— START OF LISTING —
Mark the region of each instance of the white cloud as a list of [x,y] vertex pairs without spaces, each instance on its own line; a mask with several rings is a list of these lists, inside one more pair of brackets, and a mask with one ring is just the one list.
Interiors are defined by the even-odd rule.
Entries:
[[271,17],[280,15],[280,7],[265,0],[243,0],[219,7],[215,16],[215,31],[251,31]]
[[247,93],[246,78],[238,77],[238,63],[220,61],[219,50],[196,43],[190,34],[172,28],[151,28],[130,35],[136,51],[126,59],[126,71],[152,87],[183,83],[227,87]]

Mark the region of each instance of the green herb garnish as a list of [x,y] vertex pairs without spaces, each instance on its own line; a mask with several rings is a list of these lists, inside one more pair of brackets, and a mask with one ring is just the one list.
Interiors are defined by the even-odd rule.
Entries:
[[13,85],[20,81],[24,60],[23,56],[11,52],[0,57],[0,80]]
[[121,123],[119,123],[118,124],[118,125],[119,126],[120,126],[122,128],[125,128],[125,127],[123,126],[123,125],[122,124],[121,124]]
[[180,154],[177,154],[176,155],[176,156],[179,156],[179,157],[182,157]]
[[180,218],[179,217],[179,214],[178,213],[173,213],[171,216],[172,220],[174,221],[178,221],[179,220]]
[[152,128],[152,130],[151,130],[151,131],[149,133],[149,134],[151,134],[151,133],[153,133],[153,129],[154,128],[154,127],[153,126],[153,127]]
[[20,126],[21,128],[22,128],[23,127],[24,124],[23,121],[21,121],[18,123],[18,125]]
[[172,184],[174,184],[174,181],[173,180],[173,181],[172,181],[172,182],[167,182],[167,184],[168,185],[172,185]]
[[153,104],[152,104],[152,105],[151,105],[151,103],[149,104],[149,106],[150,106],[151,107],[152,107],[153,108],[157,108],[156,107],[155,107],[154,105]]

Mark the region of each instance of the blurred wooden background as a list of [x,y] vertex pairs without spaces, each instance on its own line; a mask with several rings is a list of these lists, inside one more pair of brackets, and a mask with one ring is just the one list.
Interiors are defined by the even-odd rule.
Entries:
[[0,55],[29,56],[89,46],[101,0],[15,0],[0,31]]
— END OF LISTING —
> [GOAL] Rescale all the entries above by repeating each one in full, wording included. Multiply every vertex coordinate in the answers by 2.2 and round it to a whole number, with halves rounded up.

> [EXPECTED OUTPUT]
Mark the region of each instance of the white cloud as a list of [x,y] vertex pairs without spaces, each instance on its own line; a mask with several rings is a list of these lists, inside one more pair of brackets, and a mask with one ring is just the one list.
Interiors are defined by the even-odd rule.
Entries:
[[596,37],[616,33],[616,15],[583,0],[535,0],[482,15],[473,35],[473,68],[552,68]]
[[543,205],[541,172],[524,169],[524,139],[484,134],[482,110],[431,95],[418,75],[378,62],[332,62],[286,77],[299,112],[277,130],[277,156],[334,191],[403,183],[499,191]]

Mark the region of each instance of the green herb garnish as a list of [x,y] vertex pairs without spaces, each instance on its own line; a mask with several rings is a list of these lists, inside one more pair of brackets, and a mask with one ring is just the one list.
Interiors are defined by the even-odd rule.
Entries:
[[29,187],[44,178],[53,132],[51,123],[24,114],[0,125],[0,176]]
[[266,271],[262,271],[260,273],[260,275],[262,277],[264,277],[268,282],[275,282],[275,279],[271,277],[271,275],[268,273],[266,273]]
[[396,339],[389,339],[387,341],[387,343],[394,343],[394,345],[400,345]]
[[396,480],[394,477],[394,471],[392,469],[381,469],[376,475],[378,484],[383,486],[392,486],[394,484]]
[[334,282],[334,286],[332,286],[332,288],[328,293],[328,295],[332,295],[332,293],[337,293],[337,284],[339,282],[339,279],[337,277],[337,279]]
[[44,277],[46,282],[48,282],[51,279],[53,273],[51,266],[46,266],[40,271],[40,275]]
[[378,405],[383,405],[383,398],[381,396],[381,398],[378,398],[378,400],[367,400],[367,405],[370,407],[378,407]]
[[337,229],[334,229],[334,231],[332,231],[332,227],[328,229],[328,233],[330,233],[332,235],[334,235],[337,238],[345,238],[343,235],[341,235],[339,231]]

Mark the region of each instance of the blurred wooden background as a list of [x,y] vertex pairs without spaces, each instance on its own line; a mask with several rings is a list of these lists, inside one more pair of brackets, and a mask with one ring is just the one list.
Interiors are defined by the even-odd rule.
Entries:
[[0,121],[64,123],[196,101],[222,0],[33,0],[0,68]]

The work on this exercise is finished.